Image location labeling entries
-- Begin --

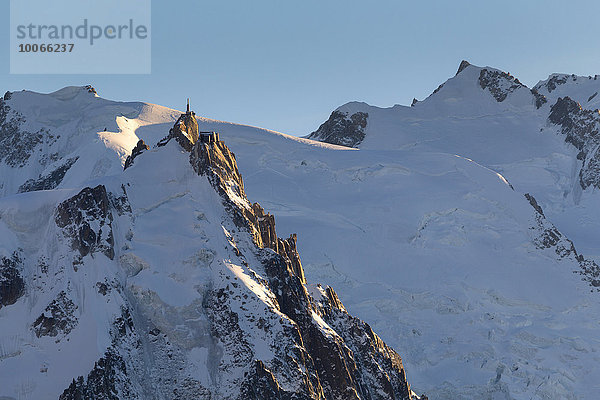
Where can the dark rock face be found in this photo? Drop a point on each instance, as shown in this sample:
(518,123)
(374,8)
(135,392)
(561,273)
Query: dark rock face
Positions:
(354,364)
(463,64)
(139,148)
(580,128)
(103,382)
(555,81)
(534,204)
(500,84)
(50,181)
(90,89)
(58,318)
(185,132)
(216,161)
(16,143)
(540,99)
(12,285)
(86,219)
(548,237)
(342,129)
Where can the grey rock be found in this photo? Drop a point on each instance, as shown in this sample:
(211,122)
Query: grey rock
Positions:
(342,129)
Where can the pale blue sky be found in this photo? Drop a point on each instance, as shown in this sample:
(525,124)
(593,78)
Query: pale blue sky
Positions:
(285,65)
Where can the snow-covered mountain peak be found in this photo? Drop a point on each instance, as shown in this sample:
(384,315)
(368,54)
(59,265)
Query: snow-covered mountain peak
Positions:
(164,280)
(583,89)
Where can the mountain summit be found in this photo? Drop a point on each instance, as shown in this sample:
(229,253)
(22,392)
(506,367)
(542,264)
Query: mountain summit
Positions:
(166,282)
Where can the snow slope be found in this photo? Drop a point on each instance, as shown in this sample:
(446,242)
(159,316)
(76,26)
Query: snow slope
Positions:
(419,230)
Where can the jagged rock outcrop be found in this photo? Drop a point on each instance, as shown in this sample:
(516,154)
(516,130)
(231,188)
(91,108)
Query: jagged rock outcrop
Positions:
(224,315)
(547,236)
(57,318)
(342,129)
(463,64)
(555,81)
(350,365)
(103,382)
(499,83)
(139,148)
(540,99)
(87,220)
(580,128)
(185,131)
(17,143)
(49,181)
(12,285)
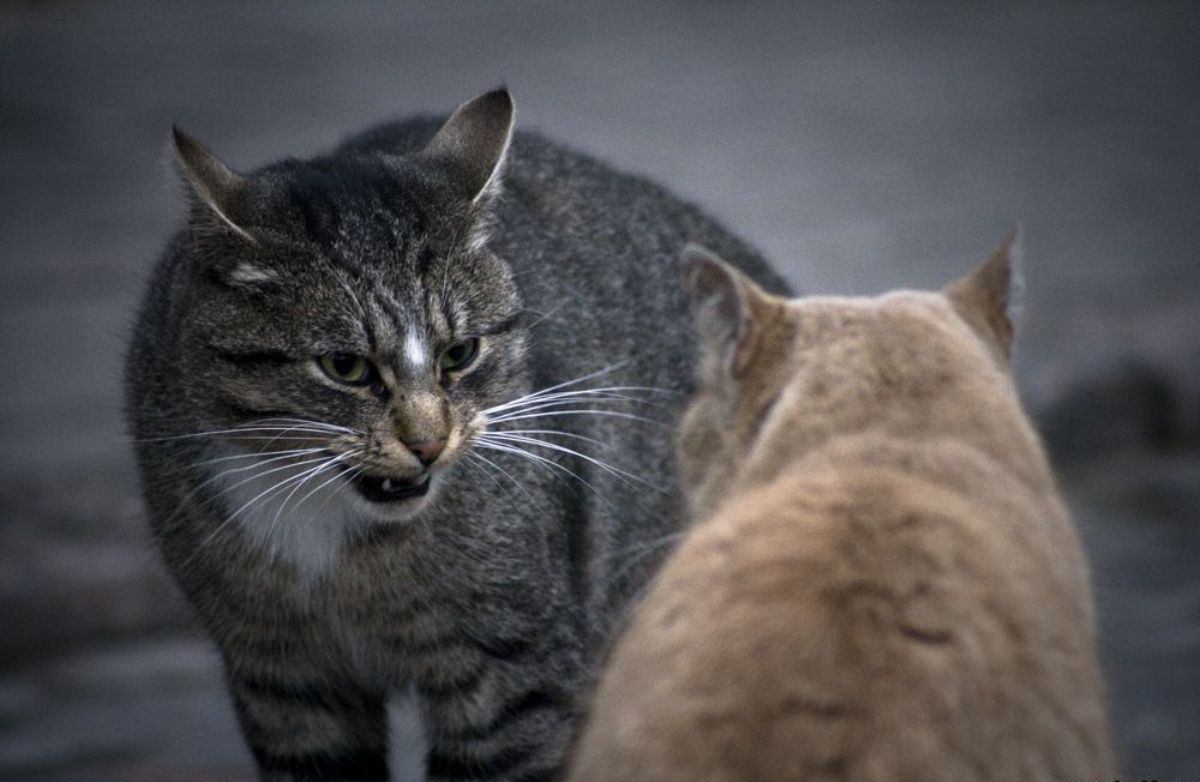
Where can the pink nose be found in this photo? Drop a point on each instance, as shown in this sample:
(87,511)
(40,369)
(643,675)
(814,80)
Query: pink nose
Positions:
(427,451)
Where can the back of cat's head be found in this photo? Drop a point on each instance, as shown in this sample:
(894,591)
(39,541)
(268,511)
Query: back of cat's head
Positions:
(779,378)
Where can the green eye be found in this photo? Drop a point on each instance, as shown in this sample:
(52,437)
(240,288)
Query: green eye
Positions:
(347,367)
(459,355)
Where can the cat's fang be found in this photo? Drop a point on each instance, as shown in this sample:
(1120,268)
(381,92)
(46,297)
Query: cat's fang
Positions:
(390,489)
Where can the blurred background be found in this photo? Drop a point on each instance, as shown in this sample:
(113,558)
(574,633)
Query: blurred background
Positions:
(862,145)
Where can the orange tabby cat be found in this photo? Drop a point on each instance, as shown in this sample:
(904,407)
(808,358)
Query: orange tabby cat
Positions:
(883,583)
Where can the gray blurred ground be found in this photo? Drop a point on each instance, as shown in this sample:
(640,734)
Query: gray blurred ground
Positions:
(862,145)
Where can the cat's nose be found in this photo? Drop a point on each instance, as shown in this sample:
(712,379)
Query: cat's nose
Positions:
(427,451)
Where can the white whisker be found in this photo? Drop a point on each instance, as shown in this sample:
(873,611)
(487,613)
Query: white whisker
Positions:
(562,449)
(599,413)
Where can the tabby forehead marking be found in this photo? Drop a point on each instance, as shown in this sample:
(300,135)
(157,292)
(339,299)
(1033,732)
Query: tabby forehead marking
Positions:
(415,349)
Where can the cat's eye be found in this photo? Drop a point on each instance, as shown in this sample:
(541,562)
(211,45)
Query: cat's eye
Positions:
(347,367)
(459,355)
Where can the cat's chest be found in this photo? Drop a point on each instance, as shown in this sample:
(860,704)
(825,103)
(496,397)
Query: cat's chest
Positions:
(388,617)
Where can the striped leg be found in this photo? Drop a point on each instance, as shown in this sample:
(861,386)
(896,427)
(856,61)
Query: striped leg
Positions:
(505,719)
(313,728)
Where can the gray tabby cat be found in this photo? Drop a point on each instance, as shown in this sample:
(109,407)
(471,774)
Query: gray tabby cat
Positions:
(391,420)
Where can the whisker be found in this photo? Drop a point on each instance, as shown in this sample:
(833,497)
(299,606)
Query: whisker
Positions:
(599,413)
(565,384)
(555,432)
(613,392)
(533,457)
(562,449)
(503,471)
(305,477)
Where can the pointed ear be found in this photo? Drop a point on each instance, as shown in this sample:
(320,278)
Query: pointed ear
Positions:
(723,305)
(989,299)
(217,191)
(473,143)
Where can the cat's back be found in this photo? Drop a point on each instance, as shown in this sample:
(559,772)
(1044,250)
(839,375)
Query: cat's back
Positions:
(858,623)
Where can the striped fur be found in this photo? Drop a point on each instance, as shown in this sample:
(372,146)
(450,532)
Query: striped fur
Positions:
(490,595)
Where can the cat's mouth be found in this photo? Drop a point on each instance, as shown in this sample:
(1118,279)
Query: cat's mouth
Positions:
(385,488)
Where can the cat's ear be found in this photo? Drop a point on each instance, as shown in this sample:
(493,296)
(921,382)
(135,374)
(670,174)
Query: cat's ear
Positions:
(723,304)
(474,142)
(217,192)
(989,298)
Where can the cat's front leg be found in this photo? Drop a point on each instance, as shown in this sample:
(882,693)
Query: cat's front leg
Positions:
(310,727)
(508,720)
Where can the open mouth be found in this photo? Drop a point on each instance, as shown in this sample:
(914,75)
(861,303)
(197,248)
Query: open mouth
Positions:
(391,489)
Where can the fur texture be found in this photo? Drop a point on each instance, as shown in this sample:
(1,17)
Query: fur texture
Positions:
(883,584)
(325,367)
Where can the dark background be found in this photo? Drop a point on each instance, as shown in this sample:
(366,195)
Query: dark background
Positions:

-- End --

EXERCISE DESCRIPTION
Take the line in which "Where can the cat's mouth" occurs and each subsequent line through the end; give these lines again without alteration.

ANSWER FOR THE TASK
Where can the cat's mouth be found in this photo? Drop a point on each instance, as shown in this sample:
(1118,279)
Query: cat's mouth
Positions:
(385,488)
Where can the cat's ear be found in this photo? Drop a point on each instance, as shown in this sample:
(493,296)
(921,382)
(135,374)
(670,174)
Query: cat's ear
Positions:
(723,304)
(474,142)
(217,192)
(989,298)
Where can the cat's front leg be found in this photo? Drop a point on each instance, as shown in this sample:
(882,693)
Query: cat's front leg
Positions:
(310,727)
(508,720)
Where can the open mouth be found in this photo? Drop a point on each instance, as shown in this sample:
(914,75)
(861,303)
(197,248)
Query: open mouth
Positions:
(391,489)
Where can the fur texture be found in this photo? Drop a point on each instance, as shown in this sample:
(1,17)
Query: fur texture
Positions:
(883,584)
(325,367)
Where can the dark background be found in this photo? Drop a point on each instance, as shown in this sample:
(366,195)
Query: dark background
Positions:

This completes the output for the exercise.